§ Problem to work on
Decide whether each statement agrees with the excerpt on monitoring leaf area index in wheat. Answer yes or no for each, and quote the words of the excerpt that decide it. 1. NDVI is more sensitive to changes in the crop canopy when LAI is high. 2. To simplify calculations, many studies have monitored LAI with a constant extinction coefficient over the growing period. 3. A smaller LOV means the leaf blades point closer to vertical.

§ Text excerpt

----

The LOV is an index indicating the degree of leaf blades point upward or downward. The bigger the LOV, the closer the leaf blades pointing upward to vertical, and the plant is erectophile. The smaller the LOV, the deeper the blades pointing downward, and the plant is flat. Regarding the study of light distribution in crop populations, Monsi and Saeki has expanded the Beer-Lambert law into plant populations and proposed the exponential relationship of light distribution in plant populations18: F = −ln(I/I0)/k, where F is the LAI, I0 and I represents the light intensity above and below the canopy respectively, and k is the extinction coefficient. Direct measurements and long-term monitoring of LAI are difficult, especially in crops and forests, but indirect methods are suitable for long-term continuous monitoring19. In many researches, the extinction coefficient is usually expressed as a single factor function of solar elevation Angle or leaf area index. To simplify calculations, many studies have monitored LAI with a constant k over the growing period20,21. Subsequently, numerous scholars have carried out various researches and discussions on this law. Some scholars use the Beer-Lambert extinction law to estimate the extinction coefficient from solar elevation to reveal the expected LAI dynamics22. Although the geometric distribution of leaf area has a potential impact on a plant’s ability to intercept light, but the previous equation do not contain any term to account for it. Some research has shown that the contribution of plant structure complexity to the law is evaluated by quantifying the geometric distribution of leaf area by the fractal dimension of leafless plant structure23.

Although the above achievements have boosted the physiological research of crop cultivation, the acquisition of morphological parameters is time-consuming, labor-intensive and destructive, so it is difficult to use in guiding cultivation practice. In recent years, spectral vegetation indices (such as normalized difference vegetation index (NDVI)) have been widely used to evaluate the fractional vegetation cover qualitatively and quantitatively and monitor crop growth. The NDVI is well correlated with LAI and is more sensitive to changes in the crop canopy when the LAI is low (during the early stage), with the signal becoming saturated when the crop canopy closes24,25. Through NDVI from spectroradiometer and its slope curves to monitor rice development, the results demonstrate that they could be used as cultivar-independent phenological indicators26. However, using NDVI to conduct research on light distribution in crop populations is still barely reported.

The objectives of this study were to develop a more accurate LAI monitoring model, and to identify the feasibility of monitoring wheat LAI by integrating remote sensing variables and Beer-Lambert law. Our study provided a basis for fast and non-destructive identification of light distribution characteristics of wheat with different plant-type using the hyperspectral remote sensing technology.

----

§ Data extract
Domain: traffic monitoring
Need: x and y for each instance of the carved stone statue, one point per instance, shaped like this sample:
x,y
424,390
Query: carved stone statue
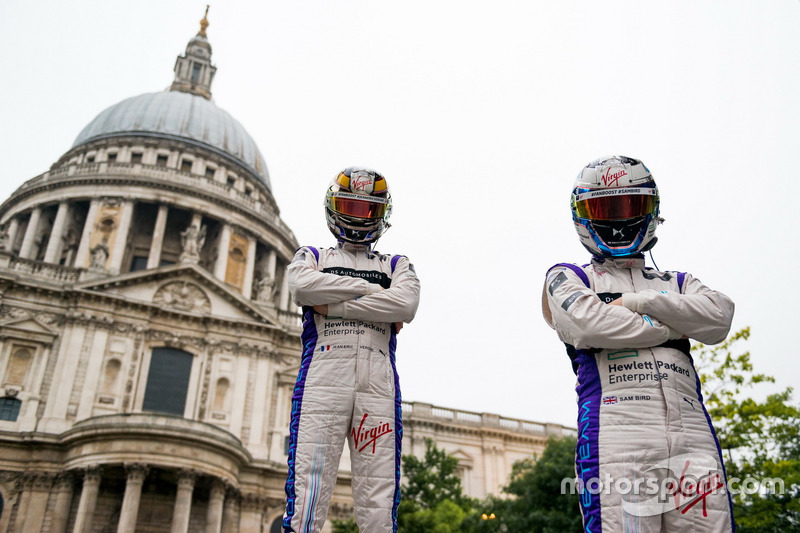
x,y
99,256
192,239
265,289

----

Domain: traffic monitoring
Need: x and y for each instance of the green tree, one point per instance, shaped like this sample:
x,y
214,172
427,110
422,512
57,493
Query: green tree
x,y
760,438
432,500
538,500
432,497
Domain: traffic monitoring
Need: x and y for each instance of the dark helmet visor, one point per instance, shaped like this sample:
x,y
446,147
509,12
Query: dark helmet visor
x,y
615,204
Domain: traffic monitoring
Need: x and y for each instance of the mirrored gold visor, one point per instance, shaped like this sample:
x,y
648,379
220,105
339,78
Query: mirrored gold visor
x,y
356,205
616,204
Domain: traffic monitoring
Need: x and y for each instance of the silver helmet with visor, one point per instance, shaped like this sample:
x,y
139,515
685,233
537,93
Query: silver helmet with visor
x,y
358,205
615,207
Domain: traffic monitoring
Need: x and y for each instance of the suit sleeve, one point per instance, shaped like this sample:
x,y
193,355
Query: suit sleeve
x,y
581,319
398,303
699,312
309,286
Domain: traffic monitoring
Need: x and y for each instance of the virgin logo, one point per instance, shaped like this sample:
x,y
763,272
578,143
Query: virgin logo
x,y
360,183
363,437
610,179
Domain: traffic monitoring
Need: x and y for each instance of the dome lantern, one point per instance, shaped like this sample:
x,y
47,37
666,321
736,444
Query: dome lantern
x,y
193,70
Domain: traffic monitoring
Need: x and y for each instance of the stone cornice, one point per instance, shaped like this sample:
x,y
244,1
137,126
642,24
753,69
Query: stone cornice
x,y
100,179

----

§ Expected answer
1. No: "is more sensitive to changes in the crop canopy when the LAI is low (during the early stage)"
2. Yes: "To simplify calculations, many studies have monitored LAI with a constant k over the growing period"
3. No: "The smaller the LOV, the deeper the blades pointing downward, and the plant is flat."